— To-do list —
1. Answer these about the New Year post, one line each:
(a) What does Lara Casey promote instead of resolutions?
(b) Which Bible verse does the writer choose as the verse for the year?
(c) What does the writer hope the opportunities to experience God's grace will not be?
2. Reproduce the New Year post between "As the New Year" and "is Acts 20:24.", inclusive.
3. Resume the New Year post after its final sentence, keeping its voice.

— Passage to read —
• • •

As the New Year starts, I invested in something as a Christmas present to myself because I'm quite frankly tired of being and feeling just okay. If you haven't heard of Lara Casey or her Powersheets and you stick around this year, you might learn a thing or two about them from me. She doesn't promote resolutions, which most don't stick to, but rather goals based on progress not perfection. This gives a perfectionist like me that quits all too often hope for what might come if I stick to something because I'm giving myself a little bit of grace to not do everything flawlessly. We might come back to that concept a time or two this year.
My verse for the year ~ based on my word for the year ~ is Acts 20:24.
However, I consider my life worth nothing to me; my only aim is to finish the race and complete
the task the Lord Jesus has given me ~ the task of testifying to the good news of God's grace.
Grace, something that I can define, something I know I've experienced, but a concept I have yet to grasp and have make an impact on my beliefs and thoughts. That said, there is a part of me that feels like I've just opened the proverbial can of worms and prayed for patience. If you want to understand something you have to be trained to get it. I just hope the opportunities I have to experience God's grace aren't things that leave a trail of disasters behind me.

• • •

— Available data —
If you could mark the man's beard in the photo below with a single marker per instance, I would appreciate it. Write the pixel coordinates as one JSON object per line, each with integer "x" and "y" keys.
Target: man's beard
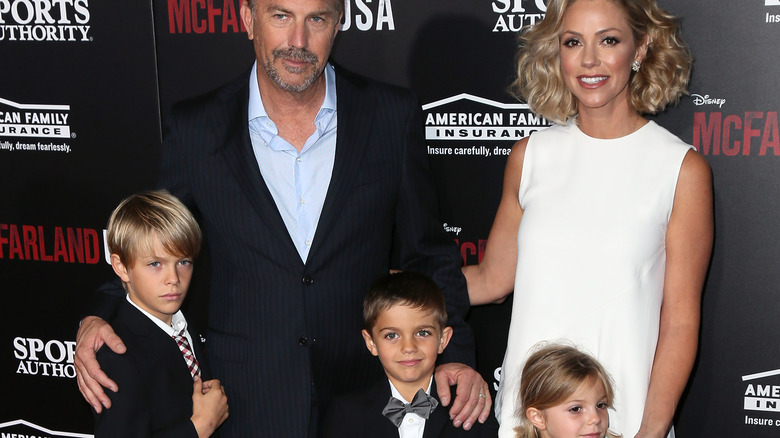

• • •

— The responses —
1.
(a) Goals based on progress, not perfection.
(b) Acts 20:24.
(c) Things that leave a trail of disasters behind the writer.

2.
As the New Year starts, I invested in something as a Christmas present to myself because I'm quite frankly tired of being and feeling just okay. If you haven't heard of Lara Casey or her Powersheets and you stick around this year, you might learn a thing or two about them from me. She doesn't promote resolutions, which most don't stick to, but rather goals based on progress not perfection. This gives a perfectionist like me that quits all too often hope for what might come if I stick to something because I'm giving myself a little bit of grace to not do everything flawlessly. We might come back to that concept a time or two this year.
My verse for the year ~ based on my word for the year ~ is Acts 20:24.

3.
So, as today puts me back on the starting block, I have books listed to read, verses listed to memorize, a new planner, goals that require action written out, and hope that He really does make ways in the wilderness and rivers in the desert. Considering He's never let me down before, I am fully confident that my hope won't be putting me to shame anytime soon.
So here I am now before the throne of grace, with this as my prayer for 2017. Maybe you need this as your prayer too. Write it out, come back to read it again, adjust it to make it your hearts cry. Whatever you do, believe with all your heart that He is capable of miracles and that His speciality has always been bringing what looks dead back to life.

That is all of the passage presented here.